Coordinate labeling data
___

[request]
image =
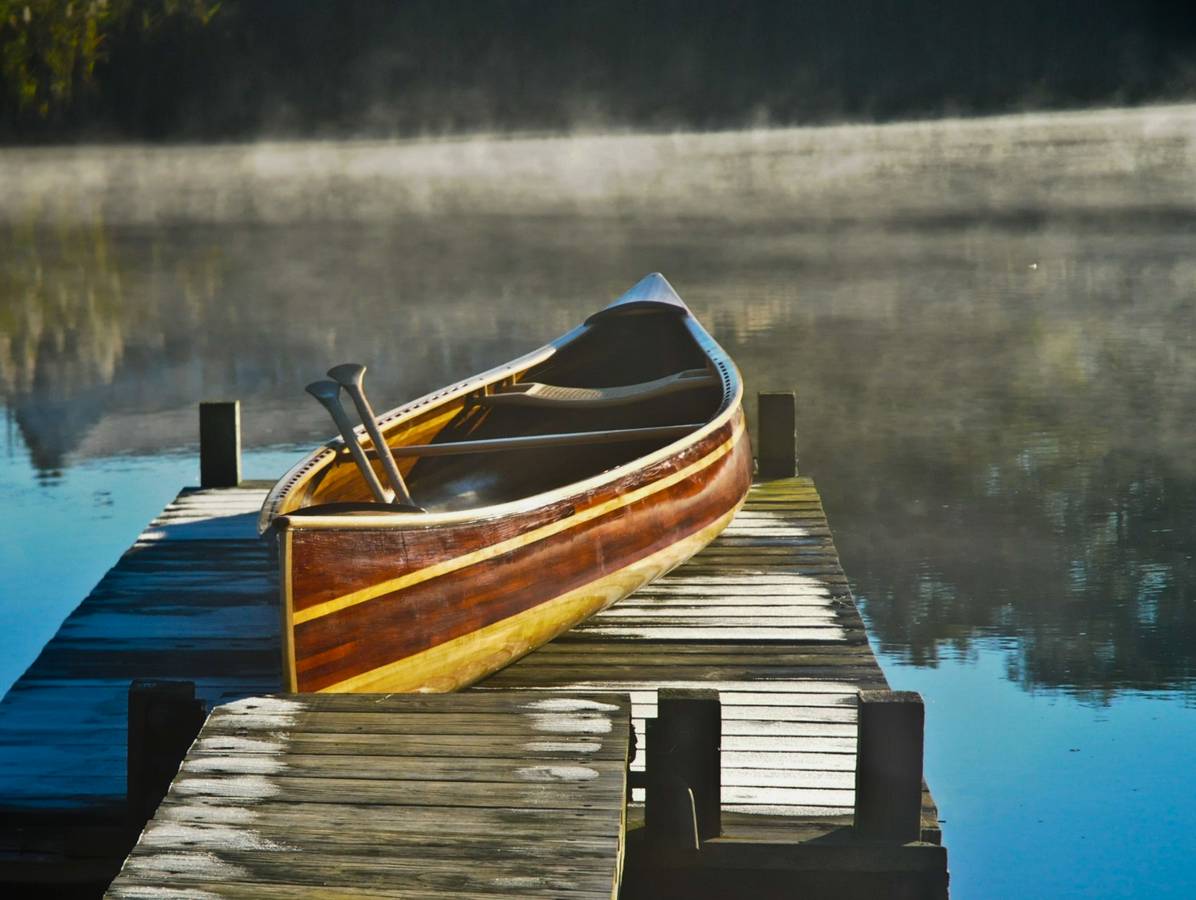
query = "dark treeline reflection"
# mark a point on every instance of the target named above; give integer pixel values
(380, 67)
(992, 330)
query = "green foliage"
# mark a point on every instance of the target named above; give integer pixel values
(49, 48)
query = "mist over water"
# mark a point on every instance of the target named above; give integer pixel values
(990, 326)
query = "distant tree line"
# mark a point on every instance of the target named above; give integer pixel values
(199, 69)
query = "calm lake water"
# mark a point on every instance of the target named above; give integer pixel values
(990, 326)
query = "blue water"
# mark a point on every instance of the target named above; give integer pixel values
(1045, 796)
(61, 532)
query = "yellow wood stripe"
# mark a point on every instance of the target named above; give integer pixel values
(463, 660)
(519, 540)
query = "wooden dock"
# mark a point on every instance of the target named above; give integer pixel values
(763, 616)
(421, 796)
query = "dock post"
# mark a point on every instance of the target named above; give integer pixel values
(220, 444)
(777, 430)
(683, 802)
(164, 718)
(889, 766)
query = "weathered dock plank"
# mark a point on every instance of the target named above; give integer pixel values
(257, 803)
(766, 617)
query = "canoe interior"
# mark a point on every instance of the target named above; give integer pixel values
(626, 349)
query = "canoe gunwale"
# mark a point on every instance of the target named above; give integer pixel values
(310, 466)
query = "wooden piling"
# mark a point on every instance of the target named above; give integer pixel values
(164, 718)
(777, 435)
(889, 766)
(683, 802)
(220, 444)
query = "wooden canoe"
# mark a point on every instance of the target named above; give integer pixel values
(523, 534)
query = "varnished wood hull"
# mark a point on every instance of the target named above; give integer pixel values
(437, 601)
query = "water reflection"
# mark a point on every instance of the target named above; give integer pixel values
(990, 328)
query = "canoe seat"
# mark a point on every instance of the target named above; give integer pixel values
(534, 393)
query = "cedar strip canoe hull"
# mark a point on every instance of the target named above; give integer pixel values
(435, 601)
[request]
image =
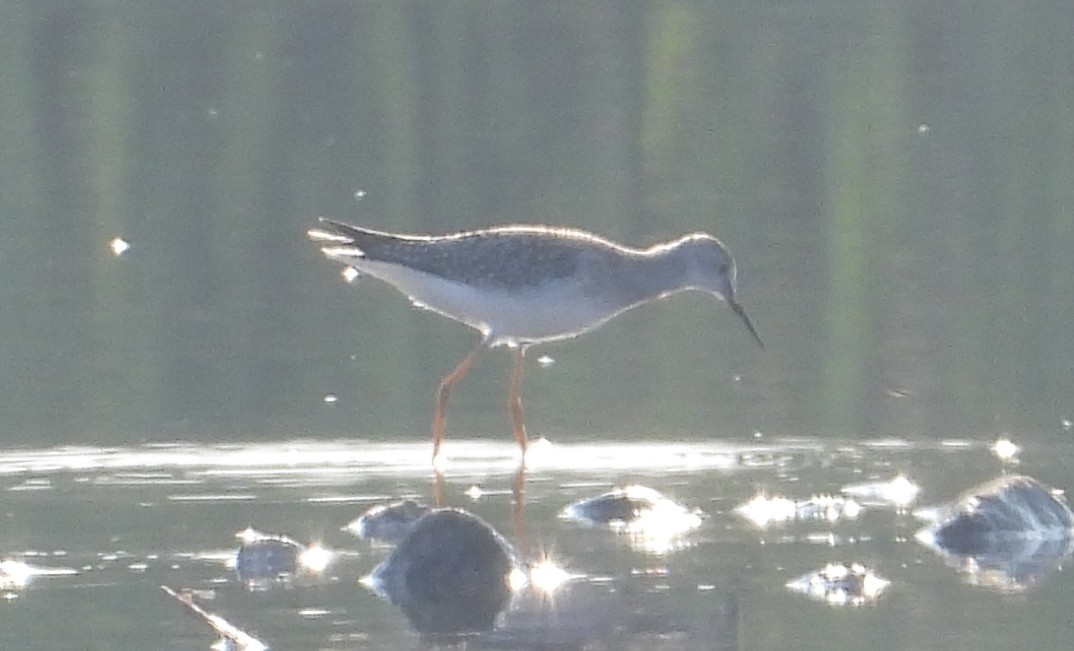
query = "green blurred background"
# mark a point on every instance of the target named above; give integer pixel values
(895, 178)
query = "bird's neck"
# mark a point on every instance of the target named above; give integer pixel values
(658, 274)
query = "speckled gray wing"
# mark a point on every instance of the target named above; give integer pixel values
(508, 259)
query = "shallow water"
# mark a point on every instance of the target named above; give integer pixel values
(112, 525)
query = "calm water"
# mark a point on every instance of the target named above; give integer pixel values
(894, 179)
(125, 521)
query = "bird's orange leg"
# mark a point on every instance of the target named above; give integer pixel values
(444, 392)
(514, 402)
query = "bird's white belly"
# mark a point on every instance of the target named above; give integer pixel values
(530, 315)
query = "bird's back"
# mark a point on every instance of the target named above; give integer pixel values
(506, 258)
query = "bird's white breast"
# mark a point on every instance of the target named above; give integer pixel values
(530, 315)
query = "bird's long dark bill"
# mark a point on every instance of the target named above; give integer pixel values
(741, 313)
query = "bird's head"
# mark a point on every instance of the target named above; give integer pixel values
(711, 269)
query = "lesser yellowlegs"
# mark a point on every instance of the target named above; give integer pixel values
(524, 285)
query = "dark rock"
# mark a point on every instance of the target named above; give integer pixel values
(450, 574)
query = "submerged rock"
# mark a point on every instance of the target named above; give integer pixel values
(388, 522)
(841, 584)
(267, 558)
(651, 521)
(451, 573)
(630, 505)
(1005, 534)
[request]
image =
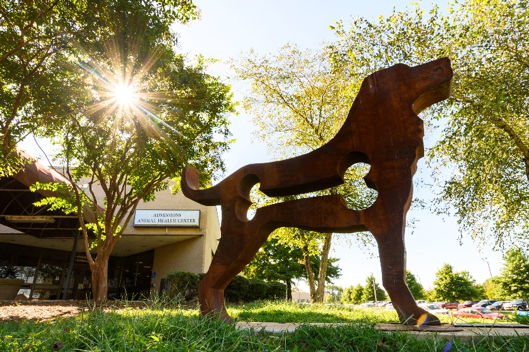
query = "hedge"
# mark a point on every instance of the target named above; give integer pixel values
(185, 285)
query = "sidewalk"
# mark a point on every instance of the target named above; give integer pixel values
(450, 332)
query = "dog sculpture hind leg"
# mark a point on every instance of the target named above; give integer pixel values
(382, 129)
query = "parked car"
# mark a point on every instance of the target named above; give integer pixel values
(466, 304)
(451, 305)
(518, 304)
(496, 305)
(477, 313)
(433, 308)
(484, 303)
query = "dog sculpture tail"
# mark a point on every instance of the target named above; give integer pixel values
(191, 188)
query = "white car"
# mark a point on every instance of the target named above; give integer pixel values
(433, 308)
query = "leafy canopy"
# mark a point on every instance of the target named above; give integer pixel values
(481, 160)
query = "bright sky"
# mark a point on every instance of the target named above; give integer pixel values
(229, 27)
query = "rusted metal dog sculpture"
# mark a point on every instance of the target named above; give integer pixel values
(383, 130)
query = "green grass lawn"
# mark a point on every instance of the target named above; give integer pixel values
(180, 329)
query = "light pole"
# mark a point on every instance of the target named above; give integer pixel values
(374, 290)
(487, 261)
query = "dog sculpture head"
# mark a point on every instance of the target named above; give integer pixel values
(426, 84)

___

EXERCISE PROMPT =>
Reproduce each entry precisely, dropping only the pictures.

FINISHED EXERCISE =>
[request]
image =
query = "dark treeline reflection"
# mark a point on every instance of the target named above; give integer pixel values
(380, 67)
(992, 330)
query = "green foliage"
# mark a point on every instance of the target named above; give integer pixel values
(49, 48)
query = "mist over water"
# mark a point on every instance of the target named above; give integer pixel values
(990, 326)
query = "distant tree line"
# mark a point on every instance of the target named above; give integer pixel values
(199, 69)
query = "calm lake water"
# mark a point on every instance of the target named above; give integer pixel values
(990, 326)
query = "blue water"
# mark a point on every instance of the target named above; give integer pixel values
(1045, 796)
(61, 532)
query = "yellow wood stripe"
# mark a point on every instance of the target named above; give integer pixel values
(463, 660)
(519, 540)
query = "wooden dock"
# mark a point on every instance of the target named above; give integer pixel values
(763, 616)
(421, 796)
query = "dock post"
# mark a point on every instance of the target named above; give integer pixel values
(220, 444)
(777, 430)
(683, 802)
(164, 718)
(889, 766)
query = "weathered dock plank"
# mark a point on every instance of the target named above; give integer pixel values
(257, 803)
(766, 617)
query = "canoe interior"
# mark a point on every instance of the target named above; give integer pixel values
(626, 349)
query = "canoe gunwale"
# mark a point on every instance of the target named above; give integer pixel values
(310, 466)
query = "wooden piling"
# mark a point on every instance of the target named above; give integer pixel values
(164, 718)
(777, 435)
(889, 766)
(683, 802)
(220, 444)
query = "wooden canoe"
# mark a point on every instance of the target named above; give integer pixel values
(523, 534)
query = "varnished wood hull"
# mark a point on every instance of the target named above; give integer pixel values
(437, 601)
query = "water reflection"
# mark a point on every instance of the target named above; give integer pixel values
(990, 328)
query = "canoe seat"
# mark a point on every instance of the target named above; give integer pixel values
(534, 393)
query = "cedar strip canoe hull"
# mark a point on every instance of the target named above; give integer pixel values
(435, 601)
[request]
image =
query = "green blurred background"
# mark a point on every instance of the target named above; give integer pixel values
(895, 178)
query = "bird's neck"
# mark a point on every instance of the target named above; give integer pixel values
(658, 274)
query = "speckled gray wing"
# mark a point on every instance of the target named above; give integer pixel values
(508, 259)
query = "shallow water"
# mark a point on every instance of the target named above; give integer pixel values
(112, 525)
query = "calm water"
# mark a point on every instance of the target named above; give integer pixel values
(894, 179)
(125, 521)
query = "bird's orange leg"
# mark a point on every instance of the target named above; give integer pixel values
(444, 392)
(514, 402)
query = "bird's white belly"
# mark a point on every instance of the target named above; give integer pixel values
(530, 315)
query = "bird's back"
# mark a point on every instance of the target named above; give integer pixel values
(506, 258)
query = "bird's white breast"
# mark a point on every instance of the target named above; give integer pixel values
(530, 315)
query = "bird's long dark bill"
# mark a point on every instance of the target named above; give integer pixel values
(741, 313)
query = "bird's head"
# mark a point on every instance of the target named above; give integer pixel values
(711, 269)
query = "lesser yellowlegs"
# mark a point on every instance of the target named above; give integer pixel values
(524, 285)
query = "dark rock"
# mark a point on every instance of the target named above; give integer pixel values
(450, 574)
query = "submerged rock"
# mark a point on every instance of the target named above; give integer pixel values
(388, 522)
(841, 584)
(267, 558)
(651, 521)
(451, 573)
(630, 505)
(1005, 534)
[request]
image =
query = "hedge"
# mark a point on every instance of the target named above; give integer pixel values
(185, 285)
query = "sidewalk"
# mark a point on every instance of the target named above; give integer pixel values
(450, 332)
query = "dog sculpture hind leg"
# mark a point on every instance of the target named above; give integer pixel values
(382, 129)
query = "parked car"
# mark a point on every instance of the target named above; give integer pixel values
(466, 304)
(451, 305)
(518, 304)
(496, 305)
(477, 313)
(433, 308)
(484, 303)
query = "dog sculpture tail"
# mark a point on every instance of the target named above; give integer pixel values
(191, 188)
query = "white car"
# mark a point on every instance of the target named above; give integer pixel values
(433, 308)
query = "leafy canopy"
# mark a point on every instance of the target named above; give integer pixel values
(481, 160)
query = "bright sky"
# mark a point on every instance of the target named above; give integer pixel values
(229, 27)
query = "rusted metal dog sculpture"
# mark a point on every instance of the target named above; give integer pixel values
(383, 130)
query = "green grass lawn"
# mark a point on every instance of the target named above; give integer pixel values
(180, 329)
query = "light pole"
# mark a point on every instance of the target named above; give integer pixel values
(374, 290)
(487, 261)
query = "dog sculpture head"
# mark a point on every instance of the target named above; give integer pixel values
(426, 84)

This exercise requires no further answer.